- **Document section**:
The Homunculus is a model of the human body which reflects the amount of brain tissue dedicated to each part. This means that body parts with more sensory and motor nerves are enlarged and parts with less enervation are shrunken. The result of distorting body scale in this way is a bizarre and grotesque figure which is both provocative and scientifically significant.
Scientists describe two homunculi: the "sensory homunculus" reflective of the somatosensory cortex and the "motor homunculus" reflective of the motor cortex. Below is a depiction of each with the sensory in blue and motor in red.
You may notice that the head-tail organization of the body is seen in the brain as well. The cortexes are spread out between the mouth and anus on the lateral and medial sides. The head-tail organization of the body is our earliest spatial orientation, developmentally and evolutionarily, so it makes perfect sense that the brain would reflect that.
You can also see that the brain tissue is not flat but has a branching structure, which links nearby and coordinated parts according to proximity and function. Looking directly at the brain’s structure reveals some interesting things that the Homunculus ‘little person’ model doesn’t.
For instance, the person-like model has enormous fingers which are almost 50 times the size of its arms. Lots of brain space is devoted to the fingers because they are involved in many complex and frequently used functions. At a glance it may seem that the arms are insignificant, but this could not be further from the truth. The brain tissue which controls the arms is the base which supports the tissue controlling the hands and fingers. The torso structure in turn supports the arms and is in turn supported by the head-tail structure of the spine. In essence, the branching structure of the cortex shows a branching hierarchy of physical function not immediately apparent in the model of the Homunculus.
But even this branching model does not reflect the overlapping functions of different brain tissues. Direct stimulation of the motor and sensory cortexes in studies has shown that regions are not separate and discrete but blended with a high level of overlap in connections.
In short, the search for visual representations of sensation and awareness continues.

Stored records:
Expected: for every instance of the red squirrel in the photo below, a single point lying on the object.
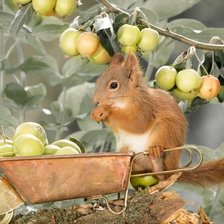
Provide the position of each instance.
(146, 119)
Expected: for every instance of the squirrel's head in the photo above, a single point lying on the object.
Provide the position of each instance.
(122, 76)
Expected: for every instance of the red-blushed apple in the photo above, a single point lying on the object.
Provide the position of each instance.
(65, 7)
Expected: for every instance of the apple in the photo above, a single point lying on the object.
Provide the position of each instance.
(66, 150)
(149, 39)
(22, 2)
(6, 150)
(184, 96)
(210, 87)
(65, 7)
(188, 80)
(65, 142)
(68, 41)
(101, 56)
(143, 181)
(166, 77)
(87, 43)
(5, 141)
(128, 35)
(32, 128)
(43, 7)
(127, 49)
(221, 93)
(28, 145)
(51, 149)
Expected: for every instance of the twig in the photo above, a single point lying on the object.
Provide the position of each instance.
(167, 32)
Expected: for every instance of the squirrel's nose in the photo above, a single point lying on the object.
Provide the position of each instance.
(96, 100)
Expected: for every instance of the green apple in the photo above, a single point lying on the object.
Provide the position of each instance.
(221, 93)
(65, 142)
(43, 7)
(28, 145)
(188, 80)
(184, 96)
(101, 56)
(88, 43)
(128, 35)
(22, 2)
(66, 150)
(68, 41)
(51, 149)
(166, 77)
(143, 181)
(65, 7)
(209, 88)
(149, 40)
(127, 49)
(5, 141)
(6, 150)
(32, 128)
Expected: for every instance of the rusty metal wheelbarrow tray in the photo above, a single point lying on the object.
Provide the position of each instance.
(53, 178)
(41, 179)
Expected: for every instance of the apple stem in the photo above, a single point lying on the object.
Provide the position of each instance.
(200, 62)
(166, 32)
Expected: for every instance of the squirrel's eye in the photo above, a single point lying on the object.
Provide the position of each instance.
(113, 85)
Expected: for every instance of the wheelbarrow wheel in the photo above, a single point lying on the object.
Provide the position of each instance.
(6, 218)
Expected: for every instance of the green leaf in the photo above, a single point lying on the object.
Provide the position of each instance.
(35, 94)
(6, 118)
(16, 92)
(49, 32)
(62, 114)
(151, 16)
(6, 19)
(73, 65)
(126, 4)
(77, 70)
(34, 42)
(167, 9)
(22, 15)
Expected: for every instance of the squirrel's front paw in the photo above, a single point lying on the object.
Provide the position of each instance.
(99, 114)
(155, 152)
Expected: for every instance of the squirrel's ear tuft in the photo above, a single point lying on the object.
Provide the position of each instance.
(117, 59)
(132, 61)
(135, 74)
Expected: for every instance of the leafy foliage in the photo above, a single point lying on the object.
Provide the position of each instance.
(35, 76)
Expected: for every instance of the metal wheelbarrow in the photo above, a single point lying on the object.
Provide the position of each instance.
(40, 179)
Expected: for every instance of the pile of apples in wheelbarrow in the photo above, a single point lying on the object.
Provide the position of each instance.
(30, 139)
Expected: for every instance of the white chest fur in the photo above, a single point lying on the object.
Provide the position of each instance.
(135, 142)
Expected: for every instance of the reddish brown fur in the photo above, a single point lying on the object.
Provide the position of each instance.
(147, 110)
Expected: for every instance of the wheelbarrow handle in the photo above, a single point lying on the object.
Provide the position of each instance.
(190, 149)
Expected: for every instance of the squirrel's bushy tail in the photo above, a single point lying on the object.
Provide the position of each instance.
(210, 173)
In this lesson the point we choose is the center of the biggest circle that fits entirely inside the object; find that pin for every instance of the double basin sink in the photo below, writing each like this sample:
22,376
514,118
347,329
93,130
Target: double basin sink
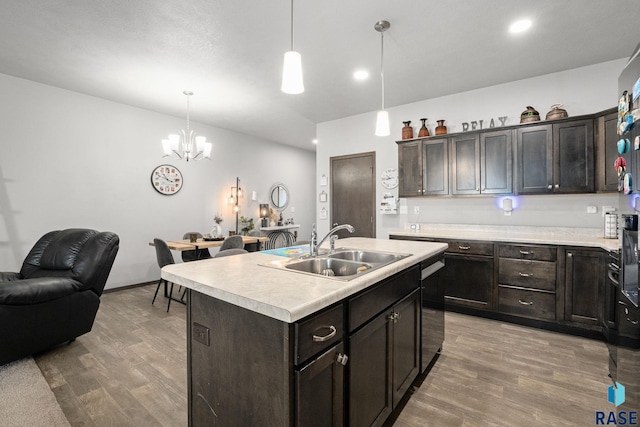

- **Directions**:
• a. In the homunculus passage, what colors show the sensory and motor homunculi?
• b. Transcribe the homunculus passage from "Scientists describe two" down to "motor in red.".

- **Answers provided**:
• a. The sensory homunculus is shown in blue and the motor homunculus in red.

• b.
Scientists describe two homunculi: the "sensory homunculus" reflective of the somatosensory cortex and the "motor homunculus" reflective of the motor cortex. Below is a depiction of each with the sensory in blue and motor in red.